• Extract to read
Rather than being seen to spam the Video Poker page, I will leave it up to long term maintainers to determine if this site is appropriate to be added to the external links.
- Hi, Scott. Neat website. Rray 21:52, 23 August 2006 (UTC)
- Long term maintainers? I guess I come close. Done. Good work! --Mike Van Emmerik 21:55, 23 August 2006 (UTC)
User:2005 mentioned that "External links" and "Sources" should be two separate sections in his last edit. It's a good point. I'll work on that tomorrow, since the article needs citations anyway. (Unless someone gets to it before I do.) Rray 22:18, 23 August 2006 (UTC)
The external links all seem to be guides on how to play rather than further information about the game in general. Therefore I suggest that a link to the Open Directory Project is more appropriate: Video Poker Guides at Curlie. This would be consistent with external links guideline #1: Links should be kept to a minimum.
This site has information on a wide range of video poker games that can be found either in live casinos or online casinos. A brief description is given for most of the games on the page link above, with links to further information for many of the games from that page. Apart from the various games the site offers unique information on the history of the game.

(Collected data)
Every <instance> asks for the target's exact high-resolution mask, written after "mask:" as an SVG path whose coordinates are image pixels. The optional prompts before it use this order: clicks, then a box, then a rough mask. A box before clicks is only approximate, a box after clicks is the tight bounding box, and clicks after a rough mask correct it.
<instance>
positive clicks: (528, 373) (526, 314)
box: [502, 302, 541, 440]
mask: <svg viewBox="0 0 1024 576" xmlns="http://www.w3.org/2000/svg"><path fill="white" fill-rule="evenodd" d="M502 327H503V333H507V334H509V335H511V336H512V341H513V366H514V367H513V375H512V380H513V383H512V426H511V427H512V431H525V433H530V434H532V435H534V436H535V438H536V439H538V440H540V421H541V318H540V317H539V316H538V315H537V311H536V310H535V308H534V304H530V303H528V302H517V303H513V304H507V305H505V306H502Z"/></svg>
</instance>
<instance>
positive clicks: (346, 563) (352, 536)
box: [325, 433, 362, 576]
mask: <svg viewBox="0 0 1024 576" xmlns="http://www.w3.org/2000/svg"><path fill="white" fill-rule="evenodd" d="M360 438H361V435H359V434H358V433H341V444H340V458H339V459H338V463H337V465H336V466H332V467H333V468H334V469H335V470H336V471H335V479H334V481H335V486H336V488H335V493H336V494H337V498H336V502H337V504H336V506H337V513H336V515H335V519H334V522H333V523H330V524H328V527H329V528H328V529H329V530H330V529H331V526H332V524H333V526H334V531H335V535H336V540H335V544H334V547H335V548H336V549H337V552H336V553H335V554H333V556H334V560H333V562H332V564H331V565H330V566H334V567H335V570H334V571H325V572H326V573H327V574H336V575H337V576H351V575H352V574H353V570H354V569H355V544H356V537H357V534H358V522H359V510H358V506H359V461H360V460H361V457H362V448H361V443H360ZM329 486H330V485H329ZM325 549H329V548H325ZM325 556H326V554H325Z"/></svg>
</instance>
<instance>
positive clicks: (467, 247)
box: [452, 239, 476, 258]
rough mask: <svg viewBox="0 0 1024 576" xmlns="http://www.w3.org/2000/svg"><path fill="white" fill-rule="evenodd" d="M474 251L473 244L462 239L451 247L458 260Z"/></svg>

• Try it
Rewrite the passage of the video poker talk page starting at "The external links all" and ending at "to a minimum.", putting "more details" in place of "further information".

• Exercise response
The external links all seem to be guides on how to play rather than more details about the game in general. Therefore I suggest that a link to the Open Directory Project is more appropriate: Video Poker Guides at Curlie. This would be consistent with external links guideline #1: Links should be kept to a minimum.